■ DATASET EXCERPTS ■
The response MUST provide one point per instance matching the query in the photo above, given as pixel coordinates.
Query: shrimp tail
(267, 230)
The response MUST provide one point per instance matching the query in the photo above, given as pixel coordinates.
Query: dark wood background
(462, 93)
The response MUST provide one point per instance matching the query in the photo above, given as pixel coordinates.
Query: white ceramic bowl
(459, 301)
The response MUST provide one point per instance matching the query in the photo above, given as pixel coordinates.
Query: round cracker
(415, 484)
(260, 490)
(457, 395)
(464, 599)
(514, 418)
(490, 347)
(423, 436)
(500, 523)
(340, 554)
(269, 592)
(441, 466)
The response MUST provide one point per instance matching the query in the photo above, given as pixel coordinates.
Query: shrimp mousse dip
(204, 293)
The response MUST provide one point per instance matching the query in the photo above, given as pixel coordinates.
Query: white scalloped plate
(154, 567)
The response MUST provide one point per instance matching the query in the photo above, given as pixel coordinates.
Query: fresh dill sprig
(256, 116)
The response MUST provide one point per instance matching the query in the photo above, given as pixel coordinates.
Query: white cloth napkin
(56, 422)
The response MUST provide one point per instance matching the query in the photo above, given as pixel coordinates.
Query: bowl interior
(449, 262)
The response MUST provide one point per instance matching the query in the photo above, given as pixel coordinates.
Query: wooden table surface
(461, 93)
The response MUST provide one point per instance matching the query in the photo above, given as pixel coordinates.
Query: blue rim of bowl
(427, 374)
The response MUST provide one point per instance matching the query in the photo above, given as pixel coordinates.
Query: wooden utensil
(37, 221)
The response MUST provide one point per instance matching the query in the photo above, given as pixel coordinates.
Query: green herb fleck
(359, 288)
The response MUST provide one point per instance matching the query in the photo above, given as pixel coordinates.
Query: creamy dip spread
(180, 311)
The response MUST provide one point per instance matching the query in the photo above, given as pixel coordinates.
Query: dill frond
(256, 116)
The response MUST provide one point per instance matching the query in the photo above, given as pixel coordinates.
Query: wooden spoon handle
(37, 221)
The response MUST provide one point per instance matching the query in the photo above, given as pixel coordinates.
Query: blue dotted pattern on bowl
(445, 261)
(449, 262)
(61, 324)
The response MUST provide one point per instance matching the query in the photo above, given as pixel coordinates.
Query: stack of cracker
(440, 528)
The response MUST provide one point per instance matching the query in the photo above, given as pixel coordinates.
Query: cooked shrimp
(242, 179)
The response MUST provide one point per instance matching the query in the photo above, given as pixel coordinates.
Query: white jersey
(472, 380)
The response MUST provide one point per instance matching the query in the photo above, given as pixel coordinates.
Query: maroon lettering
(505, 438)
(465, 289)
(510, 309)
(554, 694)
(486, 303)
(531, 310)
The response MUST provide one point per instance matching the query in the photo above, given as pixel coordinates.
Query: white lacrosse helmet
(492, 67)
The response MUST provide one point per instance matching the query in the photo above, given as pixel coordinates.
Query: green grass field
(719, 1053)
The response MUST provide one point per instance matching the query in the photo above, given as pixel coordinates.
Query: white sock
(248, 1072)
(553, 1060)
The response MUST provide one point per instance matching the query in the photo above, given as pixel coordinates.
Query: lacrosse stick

■ WRITTEN TASK ■
Restate the whole listing exactly.

■ TASK SOLUTION ■
The response MUST provide one point per instance matching the query in the photo above, given as pixel coordinates.
Query: shrimp tail
(267, 230)
The response MUST provide one point per instance matching the query in the photo above, given as pixel coordinates.
Query: dark wood background
(462, 93)
The response MUST provide one point per instance matching the query in the photo above, given as pixel coordinates.
Query: white ceramic bowl
(459, 301)
The response MUST provide one point per instance matching the query in the photo above, given as pixel coordinates.
Query: round cracker
(415, 484)
(260, 490)
(457, 395)
(464, 599)
(514, 418)
(490, 347)
(423, 436)
(500, 523)
(340, 554)
(269, 592)
(441, 466)
The response MUST provide one point per instance matching the query in the photo above, given as pixel coordinates.
Query: shrimp mousse dip
(204, 293)
The response MUST provide one point per instance matching the query in the photo above, given as pixel coordinates.
Query: white scalloped plate
(154, 567)
The response MUST provide one point per instance matching the query in the photo above, given as pixel coordinates.
Query: fresh dill sprig
(256, 116)
The response MUST provide one point per instance matching the query in the photo above, given as pixel coordinates.
Query: white cloth napkin
(56, 422)
The response MUST provide one point per instance matching the query in the photo above, given as pixel coordinates.
Query: bowl interior
(449, 262)
The response MUST provide one point per instance matching the query in the photo above, given as pixel coordinates.
Query: wooden table surface
(461, 93)
The response MUST provide one point per instance matching the query in the photo above, given as pixel coordinates.
Query: blue rim of bowl
(427, 374)
The response MUST provide one point per instance matching the query in the photo above, given as pixel coordinates.
Query: wooden utensil
(37, 221)
The response MUST provide one point per instance matching the query in the photo above, given as pixel coordinates.
Query: green herb fleck
(359, 288)
The response MUST provide one point per instance matching the query in the photo above, given as pixel coordinates.
Query: creamy dip spread
(180, 311)
The response MUST provide one point per instance matching the query in the photo above, given as pixel coordinates.
Query: dill frond
(256, 116)
The response MUST provide one point per instance matching the query in the photo above, given as pixel coordinates.
Query: wooden spoon handle
(37, 221)
The response MUST provide one point per instance matching the query in the photo above, given as pixel coordinates.
Query: blue dotted pattern on bowl
(445, 261)
(449, 262)
(61, 324)
The response MUST provide one point per instance matching the query in the photo above, given as pixel coordinates.
Query: stack of cracker
(440, 528)
The response MUST provide one point per instance matching the query in the photo above, given as pixel coordinates.
Query: cooked shrimp
(242, 179)
The response MUST provide one point per instance matching the query in the photo above, given as pixel coordinates.
Query: white jersey
(472, 380)
The response MUST provide one point per instance matching the query in the photo above, given as pixel coordinates.
Query: maroon lettering
(505, 438)
(465, 289)
(510, 309)
(554, 694)
(486, 303)
(531, 310)
The response MUST provide one point per instance matching the query in the photo above, given as pixel coordinates.
Query: white lacrosse helmet
(492, 67)
The response MUST provide one point per instance matching the query in the photo above, given as pixel coordinates.
Query: green grass field
(719, 1053)
The response MUST provide one point per instance matching the query in the photo above, given as pixel coordinates.
Query: white sock
(248, 1072)
(553, 1060)
The response MUST provide one point per instance matching the query in the photo above, given as pixel coordinates.
Query: lacrosse stick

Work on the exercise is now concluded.